--- Supplied passage Enclosed Below ---

Fun with representations IV – Chaotic libraries

Alright, moving on with the representation series! This time I’ll start with an old puzzle that I, by coincidence, got from Steve Easterbrook and, separately, from Angelika Mader in Dagstuhl with a couple of weeks’ difference.

We have an 8 by 8 grid such as the one in the picture. We also have rectangular tiles that cover two adjacent squares of the grid. First question: can we completely cover the grid using these tiles? It should be easy to see that yes, we can do that quite easily.

Grid 8 by 8 Two square tileTwo-square tiles

But let’s make the puzzle a bit more complicated: we’ll take away the squares at two opposite corners of the grid, leaving 62 squares instead of 64, as shown below. Second question: Can we completely cover this grid? If so, how? If not, why not? (No overlaps, and no putting tiles out of the grid!)

Grid with cut corners

The answer may not be obvious this time. We can try to work out a solution only to see it fail in the end:

Failed attempt

(I’ll go over the solution now, so stop here if you wan to work it out yourself!)

Let’s substitute the 8 by 8 grid with (surprise!) a chessboard. If you take away two opposite corner squares, you’ll end up with a shape like this:

Chessboard with cut corners Two square chess tile Two-square tiles

Note how the two removed squares are of the same color. In this case we have 32 remaining whites and 30 remaining blacks. And since our rectangular tiles each cover 1 black and 1 white cells, we will only be able to cover, at most, 30 and 30. There will always be two squares of the same colour remaining, so there is no way to arrange our tiles in the grid.

The answer to this puzzle is quite elegant. It’s so nice that it works not only with 8 by 8 grids, but with square grids with even lengths of any size (including, say, a million by million grid!).

What is it about this second perspective on the problem that makes its solution so trivial? It avoids the issue with the first: problem size. With the first perspective (where we’re putting tiles in the grid to try and stumble upon a solution) there are so many permutations that it’s hard to see whether we’ve tried them all or, perhaps, the real solution is still hiding somewhere, and we just need one more try to find it.

--- End of Enclosed Supplied passage ---
--- Record excerpts Enclosed Below ---

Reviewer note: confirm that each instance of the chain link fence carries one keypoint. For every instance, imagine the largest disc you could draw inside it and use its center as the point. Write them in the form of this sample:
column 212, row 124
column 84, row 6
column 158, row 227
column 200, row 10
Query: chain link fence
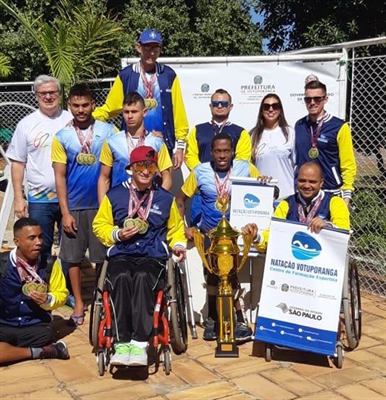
column 368, row 124
column 367, row 118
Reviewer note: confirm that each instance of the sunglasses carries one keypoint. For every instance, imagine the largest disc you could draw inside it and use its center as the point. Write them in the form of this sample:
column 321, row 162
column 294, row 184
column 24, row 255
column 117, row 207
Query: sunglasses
column 316, row 100
column 216, row 103
column 52, row 93
column 142, row 165
column 267, row 106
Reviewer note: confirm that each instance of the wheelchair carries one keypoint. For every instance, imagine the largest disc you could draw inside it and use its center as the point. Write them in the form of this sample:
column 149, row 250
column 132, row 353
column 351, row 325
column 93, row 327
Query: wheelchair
column 170, row 329
column 350, row 321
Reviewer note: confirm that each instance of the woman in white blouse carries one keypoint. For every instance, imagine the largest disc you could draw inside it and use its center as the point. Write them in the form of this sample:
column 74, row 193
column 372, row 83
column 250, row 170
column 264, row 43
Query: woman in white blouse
column 273, row 140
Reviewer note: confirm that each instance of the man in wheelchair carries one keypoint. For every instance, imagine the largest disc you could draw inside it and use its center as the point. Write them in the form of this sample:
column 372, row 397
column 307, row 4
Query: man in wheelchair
column 311, row 205
column 136, row 220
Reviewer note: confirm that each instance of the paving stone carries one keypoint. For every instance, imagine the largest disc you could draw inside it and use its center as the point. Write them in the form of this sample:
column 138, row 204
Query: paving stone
column 378, row 385
column 372, row 362
column 292, row 381
column 359, row 392
column 262, row 388
column 213, row 391
column 344, row 377
column 194, row 373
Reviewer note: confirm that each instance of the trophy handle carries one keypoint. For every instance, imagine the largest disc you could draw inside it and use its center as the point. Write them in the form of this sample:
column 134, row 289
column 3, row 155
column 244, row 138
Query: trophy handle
column 199, row 238
column 247, row 239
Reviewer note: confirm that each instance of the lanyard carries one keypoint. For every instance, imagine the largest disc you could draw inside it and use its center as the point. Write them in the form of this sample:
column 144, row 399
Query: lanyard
column 85, row 139
column 135, row 204
column 32, row 275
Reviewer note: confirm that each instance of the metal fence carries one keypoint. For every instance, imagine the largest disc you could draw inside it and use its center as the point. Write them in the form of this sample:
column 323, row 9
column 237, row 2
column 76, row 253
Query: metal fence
column 367, row 115
column 368, row 124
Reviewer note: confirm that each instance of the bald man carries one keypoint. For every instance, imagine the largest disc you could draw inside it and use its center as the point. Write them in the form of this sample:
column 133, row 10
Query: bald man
column 310, row 205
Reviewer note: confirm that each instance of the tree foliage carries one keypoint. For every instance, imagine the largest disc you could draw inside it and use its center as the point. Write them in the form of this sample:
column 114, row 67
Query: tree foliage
column 294, row 24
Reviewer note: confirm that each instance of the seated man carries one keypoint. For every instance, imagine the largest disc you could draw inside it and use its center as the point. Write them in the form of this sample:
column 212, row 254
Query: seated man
column 135, row 220
column 29, row 290
column 212, row 179
column 310, row 205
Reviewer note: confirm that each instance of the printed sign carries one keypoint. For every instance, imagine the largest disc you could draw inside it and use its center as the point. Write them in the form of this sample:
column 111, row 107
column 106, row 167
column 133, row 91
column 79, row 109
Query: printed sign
column 302, row 287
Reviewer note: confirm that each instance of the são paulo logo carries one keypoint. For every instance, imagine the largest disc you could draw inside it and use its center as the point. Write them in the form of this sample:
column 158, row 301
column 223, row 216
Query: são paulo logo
column 251, row 201
column 304, row 246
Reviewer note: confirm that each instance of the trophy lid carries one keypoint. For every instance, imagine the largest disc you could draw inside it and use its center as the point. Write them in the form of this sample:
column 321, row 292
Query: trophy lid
column 223, row 229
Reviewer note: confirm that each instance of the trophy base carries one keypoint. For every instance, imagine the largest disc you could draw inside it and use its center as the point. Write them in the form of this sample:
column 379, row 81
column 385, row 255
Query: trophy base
column 226, row 350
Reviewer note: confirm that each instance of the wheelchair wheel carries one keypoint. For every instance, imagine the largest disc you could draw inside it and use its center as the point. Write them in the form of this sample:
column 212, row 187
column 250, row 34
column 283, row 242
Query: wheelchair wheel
column 352, row 307
column 178, row 326
column 97, row 308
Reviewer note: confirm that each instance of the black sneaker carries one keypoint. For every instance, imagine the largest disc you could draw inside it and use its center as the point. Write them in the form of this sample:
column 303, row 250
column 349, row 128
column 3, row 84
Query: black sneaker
column 243, row 332
column 210, row 330
column 55, row 350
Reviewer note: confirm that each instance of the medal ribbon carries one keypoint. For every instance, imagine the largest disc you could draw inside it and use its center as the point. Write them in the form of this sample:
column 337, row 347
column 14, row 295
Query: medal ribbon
column 85, row 140
column 135, row 204
column 130, row 142
column 218, row 128
column 314, row 138
column 311, row 214
column 148, row 84
column 23, row 266
column 222, row 187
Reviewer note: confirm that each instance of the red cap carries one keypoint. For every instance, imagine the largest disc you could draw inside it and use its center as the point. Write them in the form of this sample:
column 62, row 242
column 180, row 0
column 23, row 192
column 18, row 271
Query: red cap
column 143, row 153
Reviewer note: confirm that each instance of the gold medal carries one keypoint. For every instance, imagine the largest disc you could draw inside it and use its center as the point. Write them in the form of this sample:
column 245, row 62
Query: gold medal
column 129, row 223
column 313, row 153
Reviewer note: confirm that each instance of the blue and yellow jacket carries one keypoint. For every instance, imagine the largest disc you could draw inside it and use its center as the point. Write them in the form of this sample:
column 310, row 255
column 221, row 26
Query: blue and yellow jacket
column 332, row 208
column 175, row 122
column 336, row 152
column 165, row 224
column 17, row 309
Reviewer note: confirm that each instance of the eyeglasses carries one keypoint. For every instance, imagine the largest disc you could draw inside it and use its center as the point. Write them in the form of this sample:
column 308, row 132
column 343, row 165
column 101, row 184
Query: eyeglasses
column 142, row 165
column 53, row 93
column 316, row 100
column 216, row 103
column 267, row 106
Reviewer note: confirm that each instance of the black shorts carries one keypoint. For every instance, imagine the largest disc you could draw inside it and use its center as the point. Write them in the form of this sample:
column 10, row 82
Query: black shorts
column 27, row 336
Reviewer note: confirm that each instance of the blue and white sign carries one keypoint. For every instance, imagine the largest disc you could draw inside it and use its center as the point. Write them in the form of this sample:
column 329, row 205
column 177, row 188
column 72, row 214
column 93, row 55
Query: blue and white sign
column 302, row 287
column 251, row 202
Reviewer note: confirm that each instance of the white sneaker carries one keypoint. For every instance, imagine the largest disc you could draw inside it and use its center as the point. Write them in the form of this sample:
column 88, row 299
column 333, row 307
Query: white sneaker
column 138, row 354
column 121, row 355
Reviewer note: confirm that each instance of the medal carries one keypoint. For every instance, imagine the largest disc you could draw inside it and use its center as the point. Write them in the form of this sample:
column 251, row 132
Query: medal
column 313, row 152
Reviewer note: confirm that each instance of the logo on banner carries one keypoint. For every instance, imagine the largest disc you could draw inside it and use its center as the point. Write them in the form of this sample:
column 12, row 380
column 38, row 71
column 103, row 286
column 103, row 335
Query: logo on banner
column 304, row 246
column 205, row 88
column 251, row 201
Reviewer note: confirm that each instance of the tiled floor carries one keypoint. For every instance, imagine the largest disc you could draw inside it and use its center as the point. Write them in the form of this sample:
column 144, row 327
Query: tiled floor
column 199, row 375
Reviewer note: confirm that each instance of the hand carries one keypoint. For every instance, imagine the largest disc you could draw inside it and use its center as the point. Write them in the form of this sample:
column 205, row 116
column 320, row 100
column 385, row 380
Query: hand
column 178, row 158
column 128, row 233
column 157, row 134
column 188, row 233
column 250, row 229
column 21, row 208
column 38, row 298
column 69, row 225
column 264, row 179
column 317, row 224
column 180, row 253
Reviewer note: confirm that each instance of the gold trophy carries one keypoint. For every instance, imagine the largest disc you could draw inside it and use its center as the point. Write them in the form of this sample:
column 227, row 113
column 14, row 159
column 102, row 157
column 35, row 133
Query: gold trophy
column 222, row 259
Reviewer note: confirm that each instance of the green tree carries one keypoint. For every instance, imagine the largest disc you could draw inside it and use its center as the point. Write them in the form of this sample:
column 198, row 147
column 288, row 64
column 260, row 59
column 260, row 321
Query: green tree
column 77, row 42
column 294, row 24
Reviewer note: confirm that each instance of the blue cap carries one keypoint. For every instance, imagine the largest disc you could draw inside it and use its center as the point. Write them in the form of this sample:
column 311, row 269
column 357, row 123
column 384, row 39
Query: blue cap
column 150, row 36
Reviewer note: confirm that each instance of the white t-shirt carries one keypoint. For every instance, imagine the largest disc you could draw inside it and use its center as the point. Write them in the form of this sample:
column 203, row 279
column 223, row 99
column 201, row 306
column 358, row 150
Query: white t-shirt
column 31, row 144
column 275, row 157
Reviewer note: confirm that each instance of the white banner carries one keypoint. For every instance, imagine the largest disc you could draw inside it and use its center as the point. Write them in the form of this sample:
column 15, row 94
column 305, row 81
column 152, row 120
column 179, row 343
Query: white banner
column 302, row 287
column 251, row 202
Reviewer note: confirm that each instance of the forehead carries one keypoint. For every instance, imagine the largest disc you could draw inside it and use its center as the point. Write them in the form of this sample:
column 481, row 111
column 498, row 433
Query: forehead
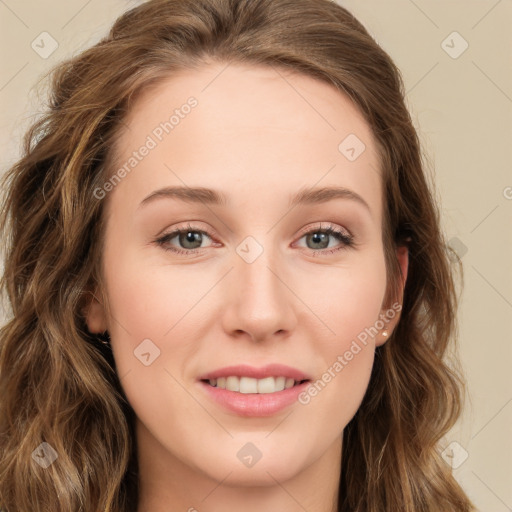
column 250, row 126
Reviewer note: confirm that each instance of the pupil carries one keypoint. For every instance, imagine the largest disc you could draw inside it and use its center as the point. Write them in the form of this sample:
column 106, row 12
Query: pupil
column 321, row 238
column 191, row 237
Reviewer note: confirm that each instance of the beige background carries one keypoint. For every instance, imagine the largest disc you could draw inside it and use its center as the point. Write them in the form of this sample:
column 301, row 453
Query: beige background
column 462, row 107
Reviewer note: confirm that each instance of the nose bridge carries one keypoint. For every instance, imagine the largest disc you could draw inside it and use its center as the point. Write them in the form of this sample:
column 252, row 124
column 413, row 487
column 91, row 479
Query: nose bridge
column 260, row 303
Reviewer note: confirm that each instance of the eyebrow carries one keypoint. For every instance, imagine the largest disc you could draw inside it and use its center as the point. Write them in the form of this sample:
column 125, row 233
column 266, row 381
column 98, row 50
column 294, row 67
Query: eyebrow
column 203, row 195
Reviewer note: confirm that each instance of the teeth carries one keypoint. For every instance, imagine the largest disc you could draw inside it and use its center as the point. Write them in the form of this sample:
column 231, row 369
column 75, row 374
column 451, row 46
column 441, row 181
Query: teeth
column 250, row 385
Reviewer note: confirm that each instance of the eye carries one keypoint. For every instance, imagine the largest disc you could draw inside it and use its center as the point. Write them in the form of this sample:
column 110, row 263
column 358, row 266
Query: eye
column 318, row 240
column 190, row 239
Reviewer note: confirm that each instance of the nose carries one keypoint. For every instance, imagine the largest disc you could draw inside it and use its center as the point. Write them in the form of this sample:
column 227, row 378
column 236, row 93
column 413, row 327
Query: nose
column 259, row 302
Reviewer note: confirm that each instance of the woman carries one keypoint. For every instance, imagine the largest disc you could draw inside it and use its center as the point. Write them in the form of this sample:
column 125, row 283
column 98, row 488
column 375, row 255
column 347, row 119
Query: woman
column 228, row 282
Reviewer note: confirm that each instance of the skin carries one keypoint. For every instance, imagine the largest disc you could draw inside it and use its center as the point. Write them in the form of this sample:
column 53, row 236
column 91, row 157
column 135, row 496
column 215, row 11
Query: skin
column 259, row 136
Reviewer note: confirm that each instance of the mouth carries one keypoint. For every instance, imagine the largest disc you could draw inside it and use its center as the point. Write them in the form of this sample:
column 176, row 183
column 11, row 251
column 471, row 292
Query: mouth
column 250, row 385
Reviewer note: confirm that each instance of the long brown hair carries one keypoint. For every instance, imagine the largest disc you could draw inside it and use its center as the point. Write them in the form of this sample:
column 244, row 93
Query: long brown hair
column 58, row 382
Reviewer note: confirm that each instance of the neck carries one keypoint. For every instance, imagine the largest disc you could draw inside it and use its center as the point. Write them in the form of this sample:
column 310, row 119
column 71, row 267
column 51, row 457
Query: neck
column 166, row 482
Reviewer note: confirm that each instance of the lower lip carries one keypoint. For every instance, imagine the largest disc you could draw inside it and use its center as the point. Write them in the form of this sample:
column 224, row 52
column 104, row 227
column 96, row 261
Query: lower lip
column 254, row 404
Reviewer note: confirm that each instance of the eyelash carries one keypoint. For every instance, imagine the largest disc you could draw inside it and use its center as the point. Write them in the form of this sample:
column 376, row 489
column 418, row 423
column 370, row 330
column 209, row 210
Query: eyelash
column 346, row 239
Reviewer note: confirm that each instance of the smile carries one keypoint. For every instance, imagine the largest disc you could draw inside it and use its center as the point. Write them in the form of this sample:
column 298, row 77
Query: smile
column 248, row 385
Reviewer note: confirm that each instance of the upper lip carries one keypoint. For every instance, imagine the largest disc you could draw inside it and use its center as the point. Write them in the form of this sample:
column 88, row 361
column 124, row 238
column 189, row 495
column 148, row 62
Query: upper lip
column 270, row 370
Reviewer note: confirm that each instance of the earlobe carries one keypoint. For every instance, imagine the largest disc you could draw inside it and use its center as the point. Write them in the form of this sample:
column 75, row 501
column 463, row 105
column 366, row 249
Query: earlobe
column 95, row 317
column 402, row 254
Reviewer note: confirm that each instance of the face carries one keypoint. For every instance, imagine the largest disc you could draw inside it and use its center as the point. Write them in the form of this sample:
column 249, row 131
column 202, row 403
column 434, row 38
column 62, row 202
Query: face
column 274, row 279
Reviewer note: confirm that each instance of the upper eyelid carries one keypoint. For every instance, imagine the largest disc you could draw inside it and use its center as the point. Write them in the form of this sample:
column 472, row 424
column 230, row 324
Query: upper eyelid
column 321, row 227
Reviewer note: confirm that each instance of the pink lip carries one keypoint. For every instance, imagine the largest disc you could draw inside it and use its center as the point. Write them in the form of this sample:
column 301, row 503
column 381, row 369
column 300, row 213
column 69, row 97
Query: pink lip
column 254, row 404
column 271, row 370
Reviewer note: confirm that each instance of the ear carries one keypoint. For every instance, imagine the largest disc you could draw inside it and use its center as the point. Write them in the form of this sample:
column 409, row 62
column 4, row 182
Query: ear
column 402, row 254
column 94, row 313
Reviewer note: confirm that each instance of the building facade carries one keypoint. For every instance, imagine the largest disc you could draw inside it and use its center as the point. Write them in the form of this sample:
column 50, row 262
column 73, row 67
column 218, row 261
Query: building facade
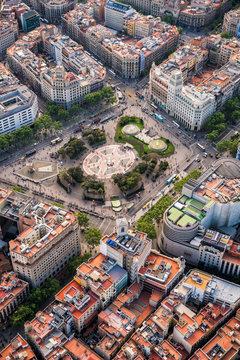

--- End of Enclosed Record excerpts ---

▶ [Activity] Continue the post on the cut-corner tiling puzzle, starting right after its final sentence. The records come from a separate source and are unrelated to the post on the cut-corner tiling puzzle.

▶ [Task answer]
Re-representing the problem in terms of number of blacks and number of whites avoids the size problem entirely. We don’t need to try out every permutation, we don’t need to try out even one.

I have mentioned before how defining whether a representation is useful or not depends on the tasks it is needed for, and on the context of its reader. Now I’m adding a third consideration: the usefulness of a representation depends on how it handles the size of the problem it is representing. Some scale up pretty well, some others don’t, and for large problems the difference is key.

Two more examples of problem-size issues before I’m gone. Both have to do with chaotic libraries.

In the book “How Would You Move Mount Fuji?”, William Poundstone describes several puzzles that high-tech companies, particularly Microsoft, like to ask to their hiring candidates. Apparently they like to ask, among others, the following: How would you locate a specific book in a big library? There’s no cataloguing system and no librarian to help you.

Poundstone explains: “Suppose the books are in random order, which they might be, for all you know. In that case, the best you can do is to scan the shelves methodically (…) On the average, you would expect to have to scan half the library to find a given book.” Ouch!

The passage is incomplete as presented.